⟨

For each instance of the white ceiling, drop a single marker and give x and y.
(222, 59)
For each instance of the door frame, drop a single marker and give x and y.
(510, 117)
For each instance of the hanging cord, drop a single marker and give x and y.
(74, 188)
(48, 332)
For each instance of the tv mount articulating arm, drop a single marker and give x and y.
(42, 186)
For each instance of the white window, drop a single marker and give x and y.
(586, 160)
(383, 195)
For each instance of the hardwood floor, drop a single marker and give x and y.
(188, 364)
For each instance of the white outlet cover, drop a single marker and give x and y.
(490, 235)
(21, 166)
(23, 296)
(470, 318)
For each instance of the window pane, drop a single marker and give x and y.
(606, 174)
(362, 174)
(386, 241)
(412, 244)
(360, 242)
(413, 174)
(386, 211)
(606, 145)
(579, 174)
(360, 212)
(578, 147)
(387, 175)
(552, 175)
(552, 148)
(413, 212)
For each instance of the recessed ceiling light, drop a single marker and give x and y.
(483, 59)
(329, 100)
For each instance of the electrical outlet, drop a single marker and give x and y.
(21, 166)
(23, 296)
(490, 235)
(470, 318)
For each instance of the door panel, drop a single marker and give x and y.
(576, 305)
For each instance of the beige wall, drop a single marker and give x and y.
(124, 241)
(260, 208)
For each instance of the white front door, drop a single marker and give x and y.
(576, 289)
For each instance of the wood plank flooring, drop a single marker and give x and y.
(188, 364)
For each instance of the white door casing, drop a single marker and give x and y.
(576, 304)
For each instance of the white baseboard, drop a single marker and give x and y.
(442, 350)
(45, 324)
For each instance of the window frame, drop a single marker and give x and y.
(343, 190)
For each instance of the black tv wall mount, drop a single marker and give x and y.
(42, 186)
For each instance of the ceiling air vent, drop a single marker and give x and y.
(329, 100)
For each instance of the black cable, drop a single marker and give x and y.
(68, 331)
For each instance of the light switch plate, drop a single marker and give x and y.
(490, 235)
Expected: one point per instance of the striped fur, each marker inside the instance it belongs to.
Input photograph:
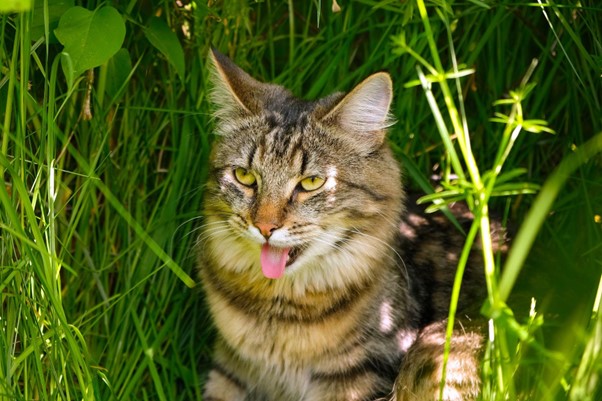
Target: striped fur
(359, 312)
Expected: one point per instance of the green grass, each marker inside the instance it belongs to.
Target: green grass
(98, 216)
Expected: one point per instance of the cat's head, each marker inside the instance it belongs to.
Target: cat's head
(295, 184)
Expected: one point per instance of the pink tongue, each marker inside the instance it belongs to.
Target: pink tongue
(273, 260)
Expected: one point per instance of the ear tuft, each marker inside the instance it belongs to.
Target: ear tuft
(234, 91)
(365, 110)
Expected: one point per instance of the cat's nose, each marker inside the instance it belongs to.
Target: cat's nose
(266, 229)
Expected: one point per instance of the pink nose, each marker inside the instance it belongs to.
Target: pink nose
(266, 229)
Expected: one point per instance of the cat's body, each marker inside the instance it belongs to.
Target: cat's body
(309, 195)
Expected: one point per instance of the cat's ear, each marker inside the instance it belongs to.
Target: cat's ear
(234, 91)
(364, 112)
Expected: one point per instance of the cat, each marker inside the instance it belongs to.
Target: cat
(321, 282)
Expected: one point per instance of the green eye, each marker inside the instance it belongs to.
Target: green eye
(311, 183)
(245, 177)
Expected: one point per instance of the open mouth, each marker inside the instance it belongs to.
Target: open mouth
(274, 261)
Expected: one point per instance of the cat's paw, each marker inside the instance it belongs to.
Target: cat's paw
(421, 373)
(221, 388)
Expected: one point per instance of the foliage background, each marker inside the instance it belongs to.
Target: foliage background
(100, 204)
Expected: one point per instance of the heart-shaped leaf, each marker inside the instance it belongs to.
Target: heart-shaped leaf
(9, 6)
(90, 37)
(158, 33)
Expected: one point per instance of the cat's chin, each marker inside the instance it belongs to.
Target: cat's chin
(293, 255)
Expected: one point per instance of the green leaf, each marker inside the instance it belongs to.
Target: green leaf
(165, 40)
(56, 9)
(90, 38)
(10, 6)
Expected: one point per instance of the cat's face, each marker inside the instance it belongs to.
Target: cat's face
(298, 182)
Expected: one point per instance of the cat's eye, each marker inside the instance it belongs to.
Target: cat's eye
(245, 177)
(311, 183)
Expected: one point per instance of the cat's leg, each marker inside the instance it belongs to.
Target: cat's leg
(225, 381)
(421, 371)
(356, 386)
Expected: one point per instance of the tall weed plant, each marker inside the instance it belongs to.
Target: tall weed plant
(105, 138)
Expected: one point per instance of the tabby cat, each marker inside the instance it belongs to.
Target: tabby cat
(321, 283)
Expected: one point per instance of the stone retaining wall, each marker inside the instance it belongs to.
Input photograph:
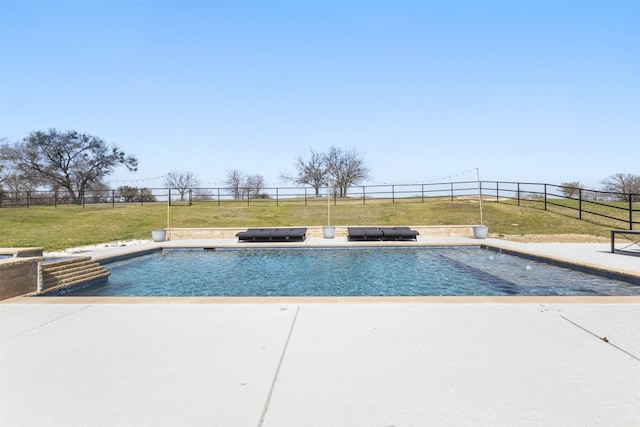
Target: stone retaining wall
(19, 276)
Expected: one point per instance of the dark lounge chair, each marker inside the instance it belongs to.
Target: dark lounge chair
(381, 233)
(364, 233)
(272, 235)
(398, 233)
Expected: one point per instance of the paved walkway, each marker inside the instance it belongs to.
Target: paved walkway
(300, 362)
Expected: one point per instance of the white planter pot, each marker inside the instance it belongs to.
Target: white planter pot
(480, 231)
(328, 232)
(159, 235)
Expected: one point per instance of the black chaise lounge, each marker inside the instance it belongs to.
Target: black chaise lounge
(381, 233)
(272, 235)
(364, 233)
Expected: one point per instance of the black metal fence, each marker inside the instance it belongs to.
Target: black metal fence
(619, 210)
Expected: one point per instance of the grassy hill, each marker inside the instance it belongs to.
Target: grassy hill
(68, 226)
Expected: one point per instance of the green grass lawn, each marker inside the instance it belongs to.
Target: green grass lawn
(68, 226)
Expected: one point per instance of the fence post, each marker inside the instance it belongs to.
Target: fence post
(579, 203)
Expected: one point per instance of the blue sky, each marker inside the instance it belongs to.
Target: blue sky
(530, 91)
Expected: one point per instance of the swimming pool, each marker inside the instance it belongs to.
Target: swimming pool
(398, 271)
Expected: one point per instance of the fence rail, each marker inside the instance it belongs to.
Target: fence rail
(611, 209)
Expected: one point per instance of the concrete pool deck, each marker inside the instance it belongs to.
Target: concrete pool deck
(326, 362)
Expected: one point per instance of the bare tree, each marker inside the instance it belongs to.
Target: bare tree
(234, 181)
(254, 185)
(242, 185)
(346, 168)
(69, 160)
(626, 186)
(571, 189)
(181, 181)
(311, 172)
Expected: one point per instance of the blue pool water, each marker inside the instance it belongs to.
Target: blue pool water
(451, 271)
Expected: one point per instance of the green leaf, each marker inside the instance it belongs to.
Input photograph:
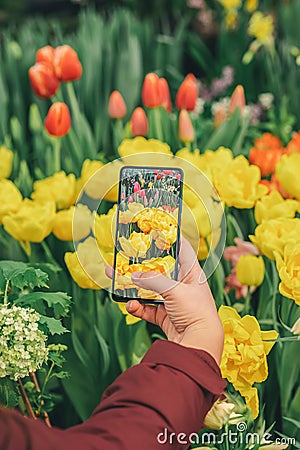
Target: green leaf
(52, 326)
(21, 274)
(8, 393)
(80, 351)
(62, 375)
(105, 356)
(225, 134)
(59, 302)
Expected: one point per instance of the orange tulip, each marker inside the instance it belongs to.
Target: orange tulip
(187, 93)
(237, 100)
(58, 120)
(139, 122)
(116, 106)
(294, 144)
(219, 116)
(265, 160)
(151, 93)
(66, 63)
(165, 94)
(43, 80)
(265, 154)
(45, 55)
(186, 129)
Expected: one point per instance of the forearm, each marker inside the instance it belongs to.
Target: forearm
(169, 392)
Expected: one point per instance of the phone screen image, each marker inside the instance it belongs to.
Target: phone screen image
(147, 228)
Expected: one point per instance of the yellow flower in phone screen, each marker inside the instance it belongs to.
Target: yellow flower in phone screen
(136, 245)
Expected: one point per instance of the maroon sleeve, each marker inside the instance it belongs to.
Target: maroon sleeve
(157, 404)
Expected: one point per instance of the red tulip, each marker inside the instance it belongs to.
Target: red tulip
(66, 63)
(151, 92)
(45, 55)
(186, 129)
(165, 94)
(187, 93)
(139, 122)
(116, 106)
(58, 120)
(237, 100)
(219, 116)
(43, 80)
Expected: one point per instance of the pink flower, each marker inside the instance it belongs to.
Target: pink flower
(233, 254)
(136, 187)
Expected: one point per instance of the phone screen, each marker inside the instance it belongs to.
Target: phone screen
(147, 228)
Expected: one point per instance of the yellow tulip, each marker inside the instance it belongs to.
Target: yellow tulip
(273, 206)
(230, 4)
(296, 327)
(244, 359)
(287, 172)
(288, 266)
(137, 245)
(130, 319)
(238, 183)
(32, 222)
(6, 159)
(87, 265)
(271, 236)
(73, 223)
(104, 228)
(250, 270)
(59, 188)
(11, 198)
(261, 27)
(131, 214)
(218, 415)
(251, 5)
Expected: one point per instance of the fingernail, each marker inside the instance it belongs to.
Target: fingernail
(136, 275)
(129, 306)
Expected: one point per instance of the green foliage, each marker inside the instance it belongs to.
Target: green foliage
(21, 275)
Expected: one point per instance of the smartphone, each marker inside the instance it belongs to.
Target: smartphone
(147, 228)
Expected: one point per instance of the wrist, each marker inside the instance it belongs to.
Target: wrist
(210, 340)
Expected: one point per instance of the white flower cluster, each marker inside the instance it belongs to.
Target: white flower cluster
(22, 345)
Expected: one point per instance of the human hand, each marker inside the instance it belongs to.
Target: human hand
(188, 315)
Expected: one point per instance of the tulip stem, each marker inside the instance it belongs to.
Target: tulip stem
(5, 300)
(56, 154)
(247, 301)
(157, 124)
(48, 252)
(118, 134)
(26, 399)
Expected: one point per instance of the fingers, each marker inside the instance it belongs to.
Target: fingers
(109, 271)
(153, 281)
(151, 313)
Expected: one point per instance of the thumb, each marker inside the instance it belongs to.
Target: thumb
(153, 281)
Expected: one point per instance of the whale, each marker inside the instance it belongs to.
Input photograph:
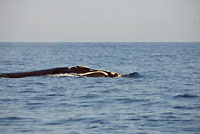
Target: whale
(73, 71)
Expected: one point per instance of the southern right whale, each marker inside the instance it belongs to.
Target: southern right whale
(75, 71)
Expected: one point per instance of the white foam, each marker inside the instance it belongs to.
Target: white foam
(63, 75)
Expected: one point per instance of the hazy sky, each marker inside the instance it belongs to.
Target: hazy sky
(99, 20)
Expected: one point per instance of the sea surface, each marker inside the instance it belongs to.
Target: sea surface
(164, 98)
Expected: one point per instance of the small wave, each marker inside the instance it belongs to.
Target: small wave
(186, 96)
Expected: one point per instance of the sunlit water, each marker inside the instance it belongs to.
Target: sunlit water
(163, 99)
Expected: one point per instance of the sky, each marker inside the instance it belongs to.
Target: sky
(99, 20)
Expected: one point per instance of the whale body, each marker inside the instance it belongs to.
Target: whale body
(75, 71)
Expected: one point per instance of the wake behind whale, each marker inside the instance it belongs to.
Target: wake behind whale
(68, 71)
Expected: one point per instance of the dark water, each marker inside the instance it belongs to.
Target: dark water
(163, 99)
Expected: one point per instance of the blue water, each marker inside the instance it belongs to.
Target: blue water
(163, 99)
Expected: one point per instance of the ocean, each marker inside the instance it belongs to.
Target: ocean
(164, 98)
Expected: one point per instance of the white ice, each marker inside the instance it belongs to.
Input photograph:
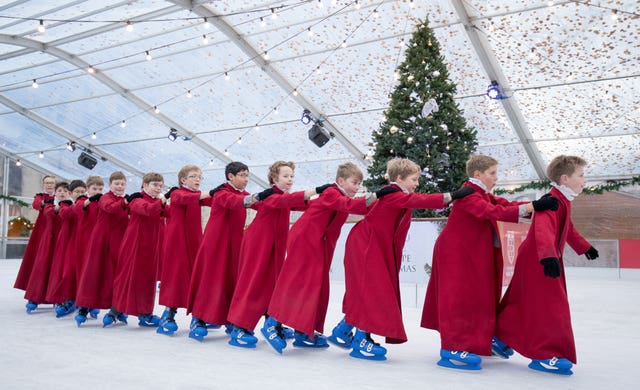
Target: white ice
(40, 351)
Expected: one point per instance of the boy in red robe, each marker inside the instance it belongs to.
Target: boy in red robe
(62, 283)
(95, 287)
(215, 271)
(134, 287)
(301, 295)
(87, 209)
(373, 256)
(36, 290)
(466, 279)
(184, 234)
(262, 254)
(534, 317)
(29, 258)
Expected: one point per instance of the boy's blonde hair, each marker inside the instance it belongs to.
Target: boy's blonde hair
(117, 175)
(94, 181)
(274, 169)
(564, 165)
(401, 167)
(184, 171)
(480, 162)
(152, 176)
(348, 170)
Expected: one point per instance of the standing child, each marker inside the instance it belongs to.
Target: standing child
(38, 281)
(215, 271)
(184, 234)
(95, 288)
(29, 258)
(134, 287)
(261, 257)
(466, 279)
(534, 316)
(373, 256)
(62, 279)
(301, 293)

⟩

What this task involves: Set down word for word the lines above from the one with "For each instance of the light" up to and including the one with "Expected: one point per instance of the cat's nose, each". Omit every picture.

Task response:
For each instance of the light switch plate, drop a single marker and give x and y.
(490, 235)
Expected: one point per instance of the striped fur, each marker inside the instance it belongs to.
Input photograph:
Target: striped fur
(359, 312)
Expected: one point per instance of the green grass, each marker inside the instance it belongs to.
Target: green grass
(98, 216)
Expected: one point per instance of the cat's head, each marker inside the instance it belongs to.
Target: cat's head
(295, 184)
Expected: one point per instance of the pink tongue, each marker inside the instance it belongs to.
Target: pink tongue
(273, 260)
Expected: one point per instance of the ear tuft, each marker inside the instance it belongs to.
Target: ear tuft
(234, 91)
(365, 110)
Expected: one point per instance of the cat's nose, each marker inside the instance it belongs to.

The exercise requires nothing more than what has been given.